(本文)
また右にあるように、自然共生活動の充実が2つ目の柱です。「生命の源である水で活動をつなぐ」をスローガンに、藤前干潟の保全活動や工場でのビオトープづくり、里山づくりなどを積極的に推進しています。

2-4. 社会:風土改革の背景・考え方

宮﨑:ここからは、再び社長の宮﨑から社会の取り組みについてご説明します。

それでは、13ページをご覧ください。社会について、今回は風土改革という項目に絞ってお話します。一番上に書いた通り「前向きで活力にあふれた企業風土でなければ、会社の持続的成長はない」ということです。

ここに記載はありませんが、当社の経営理念の第6項に「活力と働きがいのある企業風土を実現」というくだりがあります。しかしながら、私が6年前にトヨタ自動車から来たときに、率直に言ってまだまだ風土を改善すべきであると感じました。多くの従業員と懇談の場を持ち「もっとこういうところを改善してほしい」という発言をもらいました。

私自身、人事の経験が長いため、いかに従業員の意欲・活力を高めていくかということを長い間飯の種にしていました。私は事業運営と風土改革を車の両輪として、それぞれ同じぐらいのエネルギーをもって取り組んできているということです。

左のグラフのように、縦軸に仕事(業績)、横軸に企業風土をおいて考えると、やはり企業風土が良くなければ継続して持続的に会社のパフォーマンスを上げることはできないと思っています。

右側には「どのような風土がいいのか」ということを羅列しました。志が高い、誠実である・思いやりがある・人をリスペクトするといったことから、下の一体感、PDCAに至るまでができる会社にしていくということに取り組んでいます。

2-4. 社会:風土改革に向けた取り組み(経営見直しの一環として)

14ページをご覧ください。表にしましたが、すべてが風土の改革につながっていくため、簡単に説明します。

(課題 1) データの行のうち、文字列「blue」を含む行を数えて、その数だけを答えてください。

(データ抜粋)
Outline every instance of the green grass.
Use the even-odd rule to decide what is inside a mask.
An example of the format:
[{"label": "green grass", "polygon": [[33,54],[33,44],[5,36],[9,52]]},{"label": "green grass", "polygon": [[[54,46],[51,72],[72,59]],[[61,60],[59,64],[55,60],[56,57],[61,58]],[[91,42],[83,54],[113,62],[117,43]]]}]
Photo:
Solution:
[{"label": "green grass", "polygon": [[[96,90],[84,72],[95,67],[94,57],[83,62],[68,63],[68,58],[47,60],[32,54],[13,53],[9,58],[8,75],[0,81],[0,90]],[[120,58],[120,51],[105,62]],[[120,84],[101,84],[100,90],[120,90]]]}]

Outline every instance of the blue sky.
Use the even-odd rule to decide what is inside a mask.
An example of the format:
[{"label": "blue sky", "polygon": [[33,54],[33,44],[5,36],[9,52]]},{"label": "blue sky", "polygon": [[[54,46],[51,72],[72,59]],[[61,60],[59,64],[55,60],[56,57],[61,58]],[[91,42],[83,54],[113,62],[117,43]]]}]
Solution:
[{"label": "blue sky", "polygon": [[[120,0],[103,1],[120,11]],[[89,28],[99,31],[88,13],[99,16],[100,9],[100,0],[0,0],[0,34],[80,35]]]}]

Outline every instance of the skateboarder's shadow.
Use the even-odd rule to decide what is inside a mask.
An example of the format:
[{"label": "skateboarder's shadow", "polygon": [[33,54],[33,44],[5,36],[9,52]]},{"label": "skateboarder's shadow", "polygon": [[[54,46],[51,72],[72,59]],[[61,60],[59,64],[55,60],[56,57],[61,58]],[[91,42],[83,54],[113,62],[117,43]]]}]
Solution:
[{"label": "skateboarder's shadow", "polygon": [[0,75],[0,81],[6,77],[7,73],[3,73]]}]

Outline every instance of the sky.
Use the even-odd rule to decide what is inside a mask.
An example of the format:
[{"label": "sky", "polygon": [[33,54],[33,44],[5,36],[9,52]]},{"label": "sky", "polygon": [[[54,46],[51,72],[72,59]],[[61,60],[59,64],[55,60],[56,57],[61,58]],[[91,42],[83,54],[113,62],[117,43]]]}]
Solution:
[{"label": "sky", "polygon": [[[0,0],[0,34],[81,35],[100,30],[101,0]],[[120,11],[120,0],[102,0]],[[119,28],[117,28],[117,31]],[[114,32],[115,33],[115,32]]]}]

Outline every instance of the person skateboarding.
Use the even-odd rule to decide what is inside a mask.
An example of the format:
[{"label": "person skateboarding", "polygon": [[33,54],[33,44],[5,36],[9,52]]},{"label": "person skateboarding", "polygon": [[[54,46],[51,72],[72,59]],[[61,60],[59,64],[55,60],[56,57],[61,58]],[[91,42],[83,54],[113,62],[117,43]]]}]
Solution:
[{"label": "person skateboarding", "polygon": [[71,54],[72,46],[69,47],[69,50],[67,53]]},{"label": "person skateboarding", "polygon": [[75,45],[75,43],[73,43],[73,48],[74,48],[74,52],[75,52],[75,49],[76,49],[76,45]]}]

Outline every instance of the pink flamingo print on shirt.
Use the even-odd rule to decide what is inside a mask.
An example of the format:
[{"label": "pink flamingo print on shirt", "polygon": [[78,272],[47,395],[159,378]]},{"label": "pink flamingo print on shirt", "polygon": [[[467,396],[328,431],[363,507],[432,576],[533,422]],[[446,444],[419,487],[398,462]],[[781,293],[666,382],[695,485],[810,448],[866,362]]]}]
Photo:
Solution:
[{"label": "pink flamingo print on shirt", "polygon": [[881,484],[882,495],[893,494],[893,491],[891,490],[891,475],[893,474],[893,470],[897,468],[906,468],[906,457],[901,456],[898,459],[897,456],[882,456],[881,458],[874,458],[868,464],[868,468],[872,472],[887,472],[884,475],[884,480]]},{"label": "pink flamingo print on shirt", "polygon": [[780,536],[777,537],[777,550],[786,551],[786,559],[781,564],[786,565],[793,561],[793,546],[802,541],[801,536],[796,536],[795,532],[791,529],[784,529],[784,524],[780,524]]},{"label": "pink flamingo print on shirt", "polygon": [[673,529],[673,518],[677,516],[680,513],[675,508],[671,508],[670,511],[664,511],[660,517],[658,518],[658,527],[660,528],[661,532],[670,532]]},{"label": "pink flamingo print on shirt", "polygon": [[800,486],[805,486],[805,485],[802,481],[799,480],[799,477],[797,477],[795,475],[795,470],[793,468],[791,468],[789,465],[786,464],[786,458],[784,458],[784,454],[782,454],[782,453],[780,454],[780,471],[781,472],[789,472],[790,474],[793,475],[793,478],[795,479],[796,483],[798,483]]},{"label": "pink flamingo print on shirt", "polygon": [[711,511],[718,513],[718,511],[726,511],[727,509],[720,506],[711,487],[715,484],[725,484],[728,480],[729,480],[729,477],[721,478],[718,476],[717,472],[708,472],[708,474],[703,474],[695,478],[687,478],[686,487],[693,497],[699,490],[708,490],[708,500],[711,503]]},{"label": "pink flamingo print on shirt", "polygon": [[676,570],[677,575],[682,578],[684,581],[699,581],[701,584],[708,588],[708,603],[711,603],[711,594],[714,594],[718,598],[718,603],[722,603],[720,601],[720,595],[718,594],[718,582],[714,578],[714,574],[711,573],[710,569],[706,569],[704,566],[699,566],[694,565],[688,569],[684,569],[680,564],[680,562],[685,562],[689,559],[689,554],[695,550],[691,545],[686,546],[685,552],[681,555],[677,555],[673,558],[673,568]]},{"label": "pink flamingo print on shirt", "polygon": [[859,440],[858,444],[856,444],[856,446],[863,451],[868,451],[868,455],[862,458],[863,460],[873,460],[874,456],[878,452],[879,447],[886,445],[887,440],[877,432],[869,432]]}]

(課題 2) 本文にある企業風土改革の話を、最後の文のあとから書き進めてください。

(解答 1) 3

(解答 2)
2015年に社長に就任し、毎年の経営のキーワードを作って従業員に周知しました。双方向コミュニケーションから始まり、足腰の強化、先読み・積極果断、総力結集、「圧倒的なスピード感」で実行、本領発揮と、その年々の我々として取り組むべき重点の項目について一言で表しています。これらの実現に向け、従業員と一体となって取り組んでまいりました。

①の行の下のほうにあるように、2018年度には経営理念を改定して「2025事業計画」も発表しました。

②の体制/関係強化についてです。臨機応変に組織・体制を整備していきます。そして、質の面でも量の面でも、人的リソーセスをしっかりと充実させてきております。さらには、将来を担う人材の育成を加速します。具体的には、人材育成センターを立ち上げ、ベンチャー投資専門組織を設置しました。

また、長年お付き合いのある、とくに中国・アジアを中心とするグローバルパートナーや、最近提携を進めているベンチャー企業との協業の促進、当社の真のパートナーである仕入先様との交流、協力・信頼関係づくり等を進めています。

③の働き方についてです。世間では働き方改革の推進が叫ばれていますが、その前に、やはり会社として業務を効率化し、無駄な仕事をなくすといいますか、仕事には仕事と無駄しかないので、無駄を徹底的になくすという会社自体の取り組みを行い、その上で働き方改革を推進するという順序で取り組みを進めています。

④の風土という意味では、健全な労使関係構築、ボトムアップ、活力・一体感ということを書きました。これ以外にもたくさんの風土改革に係る取り組みを進めているところです。

2-4. 社会:風土改革の事例(健全な労使関係構築)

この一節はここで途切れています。